İstenen Çıktı
Aşağıdaki, Mustafa Kemal'in cumhuriyet fikrine yönelişini anlatan metinde "Batı’daki gelişmeleri ve" ile başlayıp "devleti çıkarmak istiyordu." ile biten kısmı hiçbir değişiklik yapmadan yazıya geçirin.

Metin Parçası
┏━━

Batı’daki gelişmeleri ve ülke içerisindeki tartışmaları yakından izleyen Mustafa Kemal’in ise devleti çöküşten kurtarabilmek için çok erken yaşlarda cumhuriyet fikrine yöneldiği görülmektedir. Atatürk’ün sınıf arkadaşı, Asım Gündüz, “Bizler vatan, millet ve Türklük fikrini ilk defa Harp Akademisi sıralarında ondan öğrendik” demiştir. Ali Fuat Cebesoy da sınıf arkadaşım Atatürk adlı eserinde, Atatürk’ün henüz 21 yaşında, 1902 yılında Harp Akademisi’nin birinci sınıfındayken “cumhuriyetçi” fikirler taşıdığını, 1905’te atandığı ilk görev yeri olan Şam’a gitmeden önce arkadaşlarıyla yaptığı bir toplantıda, “Asıl dava, yıkılmak üzere bulunan bir imparatorluktan önce bir Türk devleti çıkarmaktır” dediğini belirtmektedir. Atatürk, daha 1905 yılında Osmanlı’nın yıkılışını görmüştü ve onun küllerinden yeni ve modern bir Türk devleti çıkarmak istiyordu.

┗━━

Veri Bölümü
┏━━

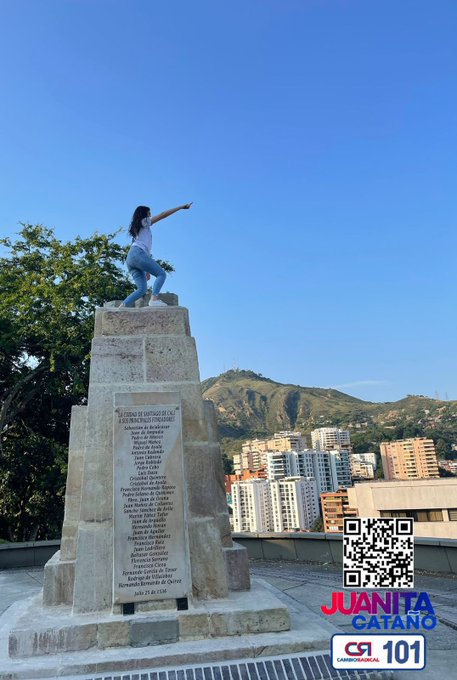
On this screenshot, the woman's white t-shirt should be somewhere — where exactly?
[133,227,152,255]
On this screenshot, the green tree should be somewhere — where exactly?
[0,224,172,541]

┗━━

Alıştırma Yanıtı
Batı’daki gelişmeleri ve ülke içerisindeki tartışmaları yakından izleyen Mustafa Kemal’in ise devleti çöküşten kurtarabilmek için çok erken yaşlarda cumhuriyet fikrine yöneldiği görülmektedir. Atatürk’ün sınıf arkadaşı, Asım Gündüz, “Bizler vatan, millet ve Türklük fikrini ilk defa Harp Akademisi sıralarında ondan öğrendik” demiştir. Ali Fuat Cebesoy da sınıf arkadaşım Atatürk adlı eserinde, Atatürk’ün henüz 21 yaşında, 1902 yılında Harp Akademisi’nin birinci sınıfındayken “cumhuriyetçi” fikirler taşıdığını, 1905’te atandığı ilk görev yeri olan Şam’a gitmeden önce arkadaşlarıyla yaptığı bir toplantıda, “Asıl dava, yıkılmak üzere bulunan bir imparatorluktan önce bir Türk devleti çıkarmaktır” dediğini belirtmektedir. Atatürk, daha 1905 yılında Osmanlı’nın yıkılışını görmüştü ve onun küllerinden yeni ve modern bir Türk devleti çıkarmak istiyordu.